* [CHALLENGE] Reproduce only the items from the line containing "A single point falls on each instance of the stained" through the end of the items, requests included. Offset every coordinate in the answer points by -105.

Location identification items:
========

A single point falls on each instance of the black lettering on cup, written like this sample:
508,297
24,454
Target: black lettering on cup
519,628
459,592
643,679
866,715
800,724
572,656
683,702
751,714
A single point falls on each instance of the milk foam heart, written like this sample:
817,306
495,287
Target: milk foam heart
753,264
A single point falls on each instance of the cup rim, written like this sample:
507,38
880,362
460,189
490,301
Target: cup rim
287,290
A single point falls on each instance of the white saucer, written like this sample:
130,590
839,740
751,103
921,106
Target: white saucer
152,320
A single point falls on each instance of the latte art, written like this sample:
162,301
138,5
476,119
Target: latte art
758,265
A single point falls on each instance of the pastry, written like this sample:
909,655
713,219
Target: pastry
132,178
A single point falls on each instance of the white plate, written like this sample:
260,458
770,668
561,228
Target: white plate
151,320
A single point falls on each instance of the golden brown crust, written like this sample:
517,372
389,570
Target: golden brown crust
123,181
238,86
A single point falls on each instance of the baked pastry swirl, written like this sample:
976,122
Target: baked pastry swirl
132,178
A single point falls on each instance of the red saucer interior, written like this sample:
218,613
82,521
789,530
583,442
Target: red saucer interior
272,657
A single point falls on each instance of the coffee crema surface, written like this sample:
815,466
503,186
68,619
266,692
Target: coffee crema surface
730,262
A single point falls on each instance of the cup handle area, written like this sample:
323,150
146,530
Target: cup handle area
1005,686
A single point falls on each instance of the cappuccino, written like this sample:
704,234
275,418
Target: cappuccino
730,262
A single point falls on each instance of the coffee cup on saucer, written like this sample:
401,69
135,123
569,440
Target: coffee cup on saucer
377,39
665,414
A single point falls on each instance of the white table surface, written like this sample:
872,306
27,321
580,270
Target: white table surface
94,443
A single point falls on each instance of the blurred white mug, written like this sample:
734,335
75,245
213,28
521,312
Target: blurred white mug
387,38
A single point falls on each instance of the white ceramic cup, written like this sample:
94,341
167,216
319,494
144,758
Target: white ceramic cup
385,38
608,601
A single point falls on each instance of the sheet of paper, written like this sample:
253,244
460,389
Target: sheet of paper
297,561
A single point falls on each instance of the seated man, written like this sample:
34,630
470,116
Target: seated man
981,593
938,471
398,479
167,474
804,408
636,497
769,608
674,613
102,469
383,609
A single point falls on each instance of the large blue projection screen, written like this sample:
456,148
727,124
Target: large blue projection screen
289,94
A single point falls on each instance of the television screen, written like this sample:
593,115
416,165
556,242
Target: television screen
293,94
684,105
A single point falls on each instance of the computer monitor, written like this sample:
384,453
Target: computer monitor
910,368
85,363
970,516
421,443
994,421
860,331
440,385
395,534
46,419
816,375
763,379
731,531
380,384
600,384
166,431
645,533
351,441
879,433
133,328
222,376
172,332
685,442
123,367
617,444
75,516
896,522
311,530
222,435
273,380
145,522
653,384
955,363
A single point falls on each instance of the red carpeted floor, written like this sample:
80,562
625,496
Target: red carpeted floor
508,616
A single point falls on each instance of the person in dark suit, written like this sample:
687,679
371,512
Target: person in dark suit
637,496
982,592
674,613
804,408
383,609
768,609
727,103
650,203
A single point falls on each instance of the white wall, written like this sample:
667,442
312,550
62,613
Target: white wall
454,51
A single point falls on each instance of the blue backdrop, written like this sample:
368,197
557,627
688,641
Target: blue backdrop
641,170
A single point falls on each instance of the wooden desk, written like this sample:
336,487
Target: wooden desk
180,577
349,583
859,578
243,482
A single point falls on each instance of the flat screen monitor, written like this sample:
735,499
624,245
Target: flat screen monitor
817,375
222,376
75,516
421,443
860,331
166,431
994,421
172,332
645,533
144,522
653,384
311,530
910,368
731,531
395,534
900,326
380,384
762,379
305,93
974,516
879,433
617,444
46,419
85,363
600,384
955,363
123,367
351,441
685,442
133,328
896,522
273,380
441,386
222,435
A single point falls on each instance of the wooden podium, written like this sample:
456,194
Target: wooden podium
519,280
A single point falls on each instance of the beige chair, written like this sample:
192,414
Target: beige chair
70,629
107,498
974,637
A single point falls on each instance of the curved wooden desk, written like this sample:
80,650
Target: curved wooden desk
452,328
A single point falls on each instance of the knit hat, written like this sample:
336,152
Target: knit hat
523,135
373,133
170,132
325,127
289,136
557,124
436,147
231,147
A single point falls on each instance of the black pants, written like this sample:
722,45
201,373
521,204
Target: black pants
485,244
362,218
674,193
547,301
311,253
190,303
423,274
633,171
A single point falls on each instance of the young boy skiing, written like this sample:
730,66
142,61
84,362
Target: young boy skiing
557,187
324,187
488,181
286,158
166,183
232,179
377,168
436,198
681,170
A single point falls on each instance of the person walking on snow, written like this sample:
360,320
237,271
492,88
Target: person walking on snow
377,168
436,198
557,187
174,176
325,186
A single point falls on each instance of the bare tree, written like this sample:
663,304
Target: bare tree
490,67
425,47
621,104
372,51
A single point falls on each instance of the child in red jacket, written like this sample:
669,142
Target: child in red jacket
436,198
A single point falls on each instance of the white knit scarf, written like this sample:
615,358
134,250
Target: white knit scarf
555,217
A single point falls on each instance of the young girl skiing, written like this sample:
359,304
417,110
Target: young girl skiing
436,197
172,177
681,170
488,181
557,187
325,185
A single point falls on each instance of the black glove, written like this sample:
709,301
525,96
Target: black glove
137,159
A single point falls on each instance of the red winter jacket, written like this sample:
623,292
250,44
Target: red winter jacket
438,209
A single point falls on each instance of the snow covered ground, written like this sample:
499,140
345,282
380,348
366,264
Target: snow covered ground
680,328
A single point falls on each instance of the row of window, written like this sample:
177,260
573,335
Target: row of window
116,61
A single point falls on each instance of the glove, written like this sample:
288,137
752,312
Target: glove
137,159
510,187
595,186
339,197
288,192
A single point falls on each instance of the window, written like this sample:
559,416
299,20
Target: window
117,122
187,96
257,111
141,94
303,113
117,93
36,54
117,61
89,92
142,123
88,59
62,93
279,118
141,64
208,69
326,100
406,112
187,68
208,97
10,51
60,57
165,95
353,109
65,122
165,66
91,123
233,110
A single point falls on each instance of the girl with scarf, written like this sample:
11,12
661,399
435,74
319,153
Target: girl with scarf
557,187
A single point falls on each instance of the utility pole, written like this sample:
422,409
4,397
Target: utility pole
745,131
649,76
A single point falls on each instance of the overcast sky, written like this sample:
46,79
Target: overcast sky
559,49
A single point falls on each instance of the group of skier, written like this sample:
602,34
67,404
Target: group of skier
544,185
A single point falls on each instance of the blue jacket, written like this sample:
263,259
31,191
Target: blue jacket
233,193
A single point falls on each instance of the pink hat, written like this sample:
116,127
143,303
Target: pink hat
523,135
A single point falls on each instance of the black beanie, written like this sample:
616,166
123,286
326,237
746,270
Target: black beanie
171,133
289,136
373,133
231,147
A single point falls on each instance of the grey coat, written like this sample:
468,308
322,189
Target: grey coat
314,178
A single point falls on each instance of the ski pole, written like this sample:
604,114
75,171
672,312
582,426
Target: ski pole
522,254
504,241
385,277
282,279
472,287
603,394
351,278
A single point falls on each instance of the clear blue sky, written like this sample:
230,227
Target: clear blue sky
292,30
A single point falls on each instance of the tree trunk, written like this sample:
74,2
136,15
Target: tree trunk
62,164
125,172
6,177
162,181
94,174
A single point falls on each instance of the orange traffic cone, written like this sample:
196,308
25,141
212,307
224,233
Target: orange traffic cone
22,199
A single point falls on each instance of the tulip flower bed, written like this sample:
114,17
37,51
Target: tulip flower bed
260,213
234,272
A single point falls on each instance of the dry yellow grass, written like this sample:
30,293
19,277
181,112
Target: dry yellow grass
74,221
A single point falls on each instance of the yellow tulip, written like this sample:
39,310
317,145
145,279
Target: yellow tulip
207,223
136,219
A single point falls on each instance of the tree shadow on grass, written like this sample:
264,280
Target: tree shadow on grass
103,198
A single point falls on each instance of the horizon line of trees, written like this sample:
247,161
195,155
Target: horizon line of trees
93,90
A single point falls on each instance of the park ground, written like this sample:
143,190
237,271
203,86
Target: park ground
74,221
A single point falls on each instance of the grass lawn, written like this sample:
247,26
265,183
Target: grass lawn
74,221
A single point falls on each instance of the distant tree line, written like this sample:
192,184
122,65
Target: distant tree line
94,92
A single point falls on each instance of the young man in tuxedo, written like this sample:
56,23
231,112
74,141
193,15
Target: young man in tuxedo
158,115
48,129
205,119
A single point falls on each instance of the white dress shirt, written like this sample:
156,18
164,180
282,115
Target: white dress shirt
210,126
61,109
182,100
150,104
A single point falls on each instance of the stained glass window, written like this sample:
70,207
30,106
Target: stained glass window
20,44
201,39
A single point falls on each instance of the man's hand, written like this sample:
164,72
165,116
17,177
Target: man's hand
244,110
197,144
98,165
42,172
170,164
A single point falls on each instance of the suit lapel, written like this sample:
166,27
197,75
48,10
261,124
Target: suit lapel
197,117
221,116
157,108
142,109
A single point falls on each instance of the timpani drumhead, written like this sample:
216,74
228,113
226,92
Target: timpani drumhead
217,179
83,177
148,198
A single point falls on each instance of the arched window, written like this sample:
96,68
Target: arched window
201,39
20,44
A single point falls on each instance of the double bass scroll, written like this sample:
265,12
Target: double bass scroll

========

* [IN RESPONSE]
A single point falls on each instance of the stained glass window, written like this sample:
70,207
30,106
Target: stained glass window
-85,-61
96,-66
A single point falls on each instance of the man's hand, written like this sample:
164,72
165,116
17,177
Target: man's hand
139,5
92,39
-7,60
-63,67
65,59
A single point falls on each instance of the suit lapel, written like this sample:
166,27
197,75
48,10
261,124
Target: suit lapel
92,12
116,11
52,3
37,4
A single point falls on each instance of the timpani drumhead, written like this sample:
216,74
228,113
226,92
Target: timpani drumhead
112,74
-22,72
43,93
A single point falls on each instance of the arched window, written like this sample:
96,68
Target: arched window
96,-66
-85,-61
A single point falls on each instance of the double bass scroll, written like this sample:
265,12
Target: double bass scroll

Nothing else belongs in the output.